TASK DETAILS:
Look for "of the stitching" in the records below, then copy that line and every line after it, exactly and with nothing added.

STORED DATA:
▼▼▼

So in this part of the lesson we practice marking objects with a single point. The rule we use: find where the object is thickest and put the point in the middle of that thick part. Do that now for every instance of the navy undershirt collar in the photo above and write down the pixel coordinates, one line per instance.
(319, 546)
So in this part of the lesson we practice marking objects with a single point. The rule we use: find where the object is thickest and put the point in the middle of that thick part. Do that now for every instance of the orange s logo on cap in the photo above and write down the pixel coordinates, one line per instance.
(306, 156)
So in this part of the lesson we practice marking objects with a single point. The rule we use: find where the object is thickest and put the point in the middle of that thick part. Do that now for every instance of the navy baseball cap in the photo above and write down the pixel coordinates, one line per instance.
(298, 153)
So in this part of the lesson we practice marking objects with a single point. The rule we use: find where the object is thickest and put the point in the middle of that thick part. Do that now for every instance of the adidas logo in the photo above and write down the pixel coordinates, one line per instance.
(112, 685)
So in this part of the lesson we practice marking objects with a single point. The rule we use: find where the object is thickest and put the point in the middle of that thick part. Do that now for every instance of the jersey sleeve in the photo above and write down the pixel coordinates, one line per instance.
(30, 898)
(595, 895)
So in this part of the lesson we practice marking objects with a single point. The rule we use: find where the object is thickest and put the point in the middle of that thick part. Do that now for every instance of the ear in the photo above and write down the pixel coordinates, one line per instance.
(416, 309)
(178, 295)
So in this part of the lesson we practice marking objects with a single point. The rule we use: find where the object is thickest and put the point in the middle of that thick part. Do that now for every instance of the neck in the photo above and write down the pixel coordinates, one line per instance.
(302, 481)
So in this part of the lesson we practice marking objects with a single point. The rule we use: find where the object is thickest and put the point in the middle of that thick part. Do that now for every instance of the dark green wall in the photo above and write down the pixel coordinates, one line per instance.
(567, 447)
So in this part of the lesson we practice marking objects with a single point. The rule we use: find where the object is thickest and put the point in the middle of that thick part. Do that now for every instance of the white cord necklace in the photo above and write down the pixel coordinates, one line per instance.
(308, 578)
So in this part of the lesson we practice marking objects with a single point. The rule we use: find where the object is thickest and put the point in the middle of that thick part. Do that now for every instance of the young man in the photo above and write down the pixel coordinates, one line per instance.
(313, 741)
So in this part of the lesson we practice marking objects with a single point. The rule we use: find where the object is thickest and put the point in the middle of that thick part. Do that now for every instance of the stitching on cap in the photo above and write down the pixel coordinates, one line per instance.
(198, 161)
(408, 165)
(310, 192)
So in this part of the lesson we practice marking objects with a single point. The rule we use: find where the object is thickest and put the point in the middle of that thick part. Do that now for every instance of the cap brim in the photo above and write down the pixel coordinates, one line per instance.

▲▲▲

WRITTEN RESPONSE:
So in this part of the lesson we practice marking objects with a single point. The rule we use: find where the object is thickest and put the point in the middle of that thick part. Do that now for every instance of the stitching on cap in the photo above and write down the pixel coordinates, one line per instance.
(198, 161)
(408, 165)
(310, 192)
So in this part of the lesson we practice marking objects with a single point. The rule we use: find where the object is thickest and put the point in the middle of that thick part. Do that now for every instance of the cap brim in the photo above and write down the pixel coordinates, one line per instance.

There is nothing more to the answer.